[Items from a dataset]
— Start —
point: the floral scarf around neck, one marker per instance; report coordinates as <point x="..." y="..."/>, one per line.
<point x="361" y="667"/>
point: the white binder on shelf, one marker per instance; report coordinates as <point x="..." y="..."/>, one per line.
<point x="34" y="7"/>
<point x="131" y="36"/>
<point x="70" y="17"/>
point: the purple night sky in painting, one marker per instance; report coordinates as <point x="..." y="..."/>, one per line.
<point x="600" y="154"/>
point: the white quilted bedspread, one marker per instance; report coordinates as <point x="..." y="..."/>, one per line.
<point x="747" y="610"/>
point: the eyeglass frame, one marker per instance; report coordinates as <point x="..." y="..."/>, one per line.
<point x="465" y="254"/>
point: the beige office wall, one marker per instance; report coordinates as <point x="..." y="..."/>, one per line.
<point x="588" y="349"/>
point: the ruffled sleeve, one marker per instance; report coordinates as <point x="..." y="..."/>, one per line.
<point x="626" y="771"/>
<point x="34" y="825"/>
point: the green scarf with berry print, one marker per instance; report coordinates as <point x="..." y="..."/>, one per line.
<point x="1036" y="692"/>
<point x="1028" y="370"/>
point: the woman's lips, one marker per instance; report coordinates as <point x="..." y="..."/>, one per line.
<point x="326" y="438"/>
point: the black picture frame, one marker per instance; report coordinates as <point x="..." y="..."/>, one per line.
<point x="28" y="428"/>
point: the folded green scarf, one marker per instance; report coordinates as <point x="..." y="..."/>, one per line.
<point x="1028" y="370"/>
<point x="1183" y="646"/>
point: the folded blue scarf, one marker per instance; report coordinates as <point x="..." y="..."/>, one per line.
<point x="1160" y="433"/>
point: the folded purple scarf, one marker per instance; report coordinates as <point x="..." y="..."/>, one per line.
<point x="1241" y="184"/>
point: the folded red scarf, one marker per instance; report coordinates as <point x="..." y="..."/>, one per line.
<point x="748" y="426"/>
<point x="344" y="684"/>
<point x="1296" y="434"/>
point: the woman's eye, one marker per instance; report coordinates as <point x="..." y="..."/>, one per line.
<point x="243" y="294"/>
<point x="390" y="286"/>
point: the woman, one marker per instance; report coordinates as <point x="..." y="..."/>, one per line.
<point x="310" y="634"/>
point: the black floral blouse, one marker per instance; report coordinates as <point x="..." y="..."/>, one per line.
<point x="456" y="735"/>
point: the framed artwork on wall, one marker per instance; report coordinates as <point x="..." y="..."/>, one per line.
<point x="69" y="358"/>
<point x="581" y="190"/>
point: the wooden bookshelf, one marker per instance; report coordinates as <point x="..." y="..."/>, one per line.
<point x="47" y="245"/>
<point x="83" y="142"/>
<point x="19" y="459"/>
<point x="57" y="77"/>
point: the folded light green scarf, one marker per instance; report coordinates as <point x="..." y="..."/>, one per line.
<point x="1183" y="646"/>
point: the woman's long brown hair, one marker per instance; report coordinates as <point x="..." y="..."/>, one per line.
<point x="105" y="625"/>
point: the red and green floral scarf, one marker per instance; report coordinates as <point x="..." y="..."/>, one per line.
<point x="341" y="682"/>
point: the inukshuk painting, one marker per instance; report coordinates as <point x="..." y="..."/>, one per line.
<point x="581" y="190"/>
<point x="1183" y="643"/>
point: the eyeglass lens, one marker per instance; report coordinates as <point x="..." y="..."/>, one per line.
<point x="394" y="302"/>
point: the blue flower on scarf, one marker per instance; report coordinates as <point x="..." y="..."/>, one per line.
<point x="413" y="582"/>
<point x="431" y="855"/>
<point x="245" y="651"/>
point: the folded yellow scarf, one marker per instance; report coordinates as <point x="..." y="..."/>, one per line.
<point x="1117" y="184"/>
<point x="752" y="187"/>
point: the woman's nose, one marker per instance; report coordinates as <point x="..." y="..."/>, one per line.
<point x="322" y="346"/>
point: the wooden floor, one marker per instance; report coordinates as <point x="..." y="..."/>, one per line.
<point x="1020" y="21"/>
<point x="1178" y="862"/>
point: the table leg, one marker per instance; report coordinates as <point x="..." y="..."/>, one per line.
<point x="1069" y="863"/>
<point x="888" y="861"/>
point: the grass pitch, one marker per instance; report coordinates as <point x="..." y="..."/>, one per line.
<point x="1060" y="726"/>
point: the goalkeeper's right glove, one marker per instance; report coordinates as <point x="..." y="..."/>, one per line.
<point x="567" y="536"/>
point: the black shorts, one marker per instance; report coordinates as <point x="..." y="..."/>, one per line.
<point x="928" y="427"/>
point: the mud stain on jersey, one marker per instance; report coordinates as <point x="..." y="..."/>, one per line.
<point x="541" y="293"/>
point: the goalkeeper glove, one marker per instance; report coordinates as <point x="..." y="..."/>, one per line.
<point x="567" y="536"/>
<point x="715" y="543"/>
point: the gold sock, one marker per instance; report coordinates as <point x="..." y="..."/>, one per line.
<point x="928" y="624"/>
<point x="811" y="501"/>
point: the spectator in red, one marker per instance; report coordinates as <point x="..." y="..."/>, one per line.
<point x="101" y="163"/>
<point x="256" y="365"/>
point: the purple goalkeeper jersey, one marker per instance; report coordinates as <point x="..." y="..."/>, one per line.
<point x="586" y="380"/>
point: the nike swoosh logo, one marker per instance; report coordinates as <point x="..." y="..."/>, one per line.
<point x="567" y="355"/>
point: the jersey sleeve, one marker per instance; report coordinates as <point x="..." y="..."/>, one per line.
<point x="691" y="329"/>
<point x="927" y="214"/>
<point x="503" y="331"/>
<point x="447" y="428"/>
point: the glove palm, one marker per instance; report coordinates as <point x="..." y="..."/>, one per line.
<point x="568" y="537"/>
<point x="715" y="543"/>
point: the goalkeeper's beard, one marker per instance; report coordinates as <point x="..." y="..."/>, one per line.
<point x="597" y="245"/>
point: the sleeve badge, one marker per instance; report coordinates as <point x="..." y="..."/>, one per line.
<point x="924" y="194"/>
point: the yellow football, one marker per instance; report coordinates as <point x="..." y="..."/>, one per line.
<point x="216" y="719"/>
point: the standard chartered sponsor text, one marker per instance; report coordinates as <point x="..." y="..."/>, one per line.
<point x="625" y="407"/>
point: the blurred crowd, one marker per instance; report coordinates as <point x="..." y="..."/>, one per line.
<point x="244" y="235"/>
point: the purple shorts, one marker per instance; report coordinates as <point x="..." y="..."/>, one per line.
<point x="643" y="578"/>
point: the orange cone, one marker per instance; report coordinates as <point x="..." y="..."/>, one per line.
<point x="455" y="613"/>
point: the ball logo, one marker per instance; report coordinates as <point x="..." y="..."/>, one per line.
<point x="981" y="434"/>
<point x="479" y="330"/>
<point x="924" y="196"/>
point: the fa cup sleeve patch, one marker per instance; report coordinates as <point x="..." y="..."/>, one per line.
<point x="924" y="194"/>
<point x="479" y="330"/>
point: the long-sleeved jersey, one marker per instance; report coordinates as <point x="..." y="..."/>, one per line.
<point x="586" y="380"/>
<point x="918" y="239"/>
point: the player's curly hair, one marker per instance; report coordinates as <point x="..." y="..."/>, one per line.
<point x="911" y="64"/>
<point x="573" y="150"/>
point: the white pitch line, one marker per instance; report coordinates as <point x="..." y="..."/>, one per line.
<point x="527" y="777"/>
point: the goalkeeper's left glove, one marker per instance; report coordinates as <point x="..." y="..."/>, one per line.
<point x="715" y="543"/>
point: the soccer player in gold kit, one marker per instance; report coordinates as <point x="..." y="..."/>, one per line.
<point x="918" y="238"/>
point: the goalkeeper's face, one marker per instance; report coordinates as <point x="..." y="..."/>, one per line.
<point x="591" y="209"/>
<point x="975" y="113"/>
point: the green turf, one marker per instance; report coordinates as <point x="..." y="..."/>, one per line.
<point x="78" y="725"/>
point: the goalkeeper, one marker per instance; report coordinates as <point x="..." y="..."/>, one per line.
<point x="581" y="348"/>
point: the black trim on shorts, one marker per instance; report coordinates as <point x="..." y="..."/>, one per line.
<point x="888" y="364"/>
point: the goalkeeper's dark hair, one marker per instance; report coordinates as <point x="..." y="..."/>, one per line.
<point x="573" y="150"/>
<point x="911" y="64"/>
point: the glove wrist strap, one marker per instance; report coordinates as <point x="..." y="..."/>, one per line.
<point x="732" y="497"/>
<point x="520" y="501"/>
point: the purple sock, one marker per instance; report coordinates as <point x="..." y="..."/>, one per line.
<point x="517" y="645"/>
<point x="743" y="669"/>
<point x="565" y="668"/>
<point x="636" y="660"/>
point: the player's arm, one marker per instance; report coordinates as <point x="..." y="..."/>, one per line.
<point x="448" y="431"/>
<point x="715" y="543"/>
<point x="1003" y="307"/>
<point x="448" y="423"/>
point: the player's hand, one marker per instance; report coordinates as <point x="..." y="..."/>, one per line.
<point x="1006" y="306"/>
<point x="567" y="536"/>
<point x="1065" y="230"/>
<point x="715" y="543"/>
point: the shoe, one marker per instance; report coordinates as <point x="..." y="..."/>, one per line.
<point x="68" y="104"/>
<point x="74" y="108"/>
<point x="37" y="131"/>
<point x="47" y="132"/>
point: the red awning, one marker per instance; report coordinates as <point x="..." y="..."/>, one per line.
— End —
* **Given request**: Find the line containing "point: the player's hand, one" in the material above. Print it and every line after it through the end, exactly and only those.

* **Answer to this task**:
point: the player's hand, one marker per instance; report coordinates as <point x="..." y="..."/>, one per line.
<point x="1006" y="306"/>
<point x="567" y="536"/>
<point x="1065" y="230"/>
<point x="715" y="543"/>
point: the shoe, one marker per instance; report coordinates as <point x="..." y="..."/>, one per line.
<point x="68" y="104"/>
<point x="74" y="108"/>
<point x="37" y="131"/>
<point x="47" y="132"/>
point: the red awning, one marker per instance; report coordinates as <point x="..." y="..."/>, one per line.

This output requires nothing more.